[本文抜粋]:

──────────────────────────────

「ブロックチェーン」や「仮想通貨」、「NFT」、「メタバース」といった言葉はメディアでも見たり聞いたりすることが増えました。
ではWeb3(ウェブスリー)はどうでしょう?
情報感度の高い人ならSNSやブログなどのメディアを通じて知識を得ていることでしょう。
僕をはじめ、一般的な人たちであれば
とか
くらいに思うはずです。
しかし、Web3の時代はすでに始まっており、着々と進行中。
Web3を学ばずとも生きていけますが、それは確実に損をしているといえるでしょう。
Web3のサービスが認知・普及することで、企業よりも個人が活躍できる世の中になっていくと考えます。
よって学ぶ人と学ばない人の差はどんどん大きくなっていく世の中になるでしょう。
僕も自分の言葉でまとめてみました。
素人目線でWeb3をわかりやすく解説します。
一緒に学んでいきましょう。
目次
Web3に至るまでの歴史
抽象的な概念なので今の段階でWeb3の説明をしてもわかりにくいでしょう。
この段階でWeb3を説明するのは、四則演算を習っていない状態で連立方程式を解け、といわれているようなもの。
Web3を知る前に、そこに至るまでの歴史を知ることで理解を深めやすくなります。
Web1.0とは
1990年~2005年くらいがWeb1.0時代と定義されています。
インターネットの登場が革命といわれています。
一部の人間しか扱えなかったパソコンに付加価値をもたらしました。
Web1.0以前の情報発信といえば、テレビやラジオ、本といったメディアがメイン。
一般人が情報発信というのは夢のまた夢でした。
パソコンの普及率も今よりは低かったので、情報の発信者と閲覧者は限られており、立場を変えることも難しかった時代です。
HTMLを学んでも、ホームページを作り上げるハードルが高かったのがWeb1.0。
今と違いワードプレスやブログサービスなど、文明の利器はもちろんありません。
高いハードルを突破して、ホームページを作った人のみが情報発信をしていたのです。
よって発信者は少数。
情報の伝達は発信者から閲覧者への一方通行が基本でした。

──────────────────────────────

[記録抜粋]:
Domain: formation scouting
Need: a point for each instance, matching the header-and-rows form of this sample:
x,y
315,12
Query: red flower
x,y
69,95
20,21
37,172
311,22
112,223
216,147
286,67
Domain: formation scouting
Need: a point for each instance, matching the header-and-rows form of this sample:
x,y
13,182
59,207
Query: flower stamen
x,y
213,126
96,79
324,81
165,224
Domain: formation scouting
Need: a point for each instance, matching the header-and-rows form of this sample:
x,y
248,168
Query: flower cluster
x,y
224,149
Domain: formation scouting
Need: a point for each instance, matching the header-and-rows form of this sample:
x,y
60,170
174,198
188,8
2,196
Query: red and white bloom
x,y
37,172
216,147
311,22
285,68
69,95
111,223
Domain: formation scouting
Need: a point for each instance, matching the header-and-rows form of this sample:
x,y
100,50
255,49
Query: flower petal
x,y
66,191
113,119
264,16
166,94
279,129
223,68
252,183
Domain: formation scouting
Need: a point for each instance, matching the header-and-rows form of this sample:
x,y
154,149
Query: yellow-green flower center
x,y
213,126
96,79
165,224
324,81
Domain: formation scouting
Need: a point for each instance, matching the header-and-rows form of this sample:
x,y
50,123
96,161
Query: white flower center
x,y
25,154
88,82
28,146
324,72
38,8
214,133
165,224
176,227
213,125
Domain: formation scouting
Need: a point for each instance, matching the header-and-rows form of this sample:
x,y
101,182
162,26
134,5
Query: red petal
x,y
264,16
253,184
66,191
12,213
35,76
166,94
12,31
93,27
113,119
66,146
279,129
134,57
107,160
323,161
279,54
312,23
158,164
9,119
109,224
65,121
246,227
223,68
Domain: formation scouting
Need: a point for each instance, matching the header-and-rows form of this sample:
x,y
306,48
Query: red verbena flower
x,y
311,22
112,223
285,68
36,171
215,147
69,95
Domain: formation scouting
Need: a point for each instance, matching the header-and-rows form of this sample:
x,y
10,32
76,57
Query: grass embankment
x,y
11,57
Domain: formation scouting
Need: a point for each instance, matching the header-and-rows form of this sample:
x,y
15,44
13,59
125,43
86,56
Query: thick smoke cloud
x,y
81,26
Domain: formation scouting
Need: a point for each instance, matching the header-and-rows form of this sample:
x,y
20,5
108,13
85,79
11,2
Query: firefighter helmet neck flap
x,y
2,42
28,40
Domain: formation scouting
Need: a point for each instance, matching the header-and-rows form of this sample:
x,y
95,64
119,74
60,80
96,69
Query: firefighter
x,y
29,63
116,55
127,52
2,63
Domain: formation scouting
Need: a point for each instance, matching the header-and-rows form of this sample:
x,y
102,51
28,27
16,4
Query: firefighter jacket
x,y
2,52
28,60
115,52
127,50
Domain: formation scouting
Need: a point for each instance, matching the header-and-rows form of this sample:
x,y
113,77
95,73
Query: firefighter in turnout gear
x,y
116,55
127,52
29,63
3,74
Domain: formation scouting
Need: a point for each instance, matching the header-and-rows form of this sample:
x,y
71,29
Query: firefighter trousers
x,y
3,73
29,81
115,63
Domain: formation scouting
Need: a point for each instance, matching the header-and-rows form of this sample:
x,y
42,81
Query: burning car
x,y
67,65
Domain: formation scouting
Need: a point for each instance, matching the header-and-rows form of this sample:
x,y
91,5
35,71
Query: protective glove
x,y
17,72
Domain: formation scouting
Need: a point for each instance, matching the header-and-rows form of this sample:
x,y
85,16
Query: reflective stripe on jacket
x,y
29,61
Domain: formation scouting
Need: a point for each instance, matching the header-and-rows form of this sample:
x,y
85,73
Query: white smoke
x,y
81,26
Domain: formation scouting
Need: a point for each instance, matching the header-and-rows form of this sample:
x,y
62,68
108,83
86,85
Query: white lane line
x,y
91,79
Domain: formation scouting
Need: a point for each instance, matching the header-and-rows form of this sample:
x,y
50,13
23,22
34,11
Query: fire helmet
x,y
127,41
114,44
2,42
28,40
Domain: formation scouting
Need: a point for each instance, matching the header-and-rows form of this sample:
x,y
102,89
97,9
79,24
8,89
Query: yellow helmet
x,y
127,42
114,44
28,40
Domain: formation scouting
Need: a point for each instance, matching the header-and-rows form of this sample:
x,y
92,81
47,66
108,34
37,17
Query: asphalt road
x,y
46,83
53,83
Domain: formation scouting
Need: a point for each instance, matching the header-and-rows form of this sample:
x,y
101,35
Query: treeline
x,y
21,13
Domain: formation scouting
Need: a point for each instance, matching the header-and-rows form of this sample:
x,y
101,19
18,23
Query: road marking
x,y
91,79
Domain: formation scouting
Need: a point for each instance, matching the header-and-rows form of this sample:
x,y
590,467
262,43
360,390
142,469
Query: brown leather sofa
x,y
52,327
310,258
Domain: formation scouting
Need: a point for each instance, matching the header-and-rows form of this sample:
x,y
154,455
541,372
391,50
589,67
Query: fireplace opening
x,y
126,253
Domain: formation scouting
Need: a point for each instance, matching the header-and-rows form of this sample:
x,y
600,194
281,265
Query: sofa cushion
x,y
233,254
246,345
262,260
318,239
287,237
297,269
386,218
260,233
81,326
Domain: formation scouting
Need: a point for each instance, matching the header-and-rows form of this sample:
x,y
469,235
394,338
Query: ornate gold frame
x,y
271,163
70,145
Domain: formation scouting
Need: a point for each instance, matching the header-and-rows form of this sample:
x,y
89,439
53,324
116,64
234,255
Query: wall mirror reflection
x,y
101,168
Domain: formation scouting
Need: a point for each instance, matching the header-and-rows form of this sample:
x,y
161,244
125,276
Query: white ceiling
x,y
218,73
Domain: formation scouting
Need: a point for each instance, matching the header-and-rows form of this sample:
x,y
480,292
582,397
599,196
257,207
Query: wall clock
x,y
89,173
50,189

──────────────────────────────

[出題 1]:
Web3の解説文の最初の文で、メディアで見聞きすることが増えたとされている言葉をすべて挙げてください。
[出題 2]:
Web3の解説文の「情報感度の高い人ならSNSや」から「の中になっていくと考えます。」までを、「企業」を「組織」に入れ替えて書き直してください。
記録はこの課題には関係しません。

[解答例 1]:
ブロックチェーン、仮想通貨、NFT、メタバース

[解答例 2]:
情報感度の高い人ならSNSやブログなどのメディアを通じて知識を得ていることでしょう。
僕をはじめ、一般的な人たちであれば
とか
くらいに思うはずです。
しかし、Web3の時代はすでに始まっており、着々と進行中。
Web3を学ばずとも生きていけますが、それは確実に損をしているといえるでしょう。
Web3のサービスが認知・普及することで、組織よりも個人が活躍できる世の中になっていくと考えます。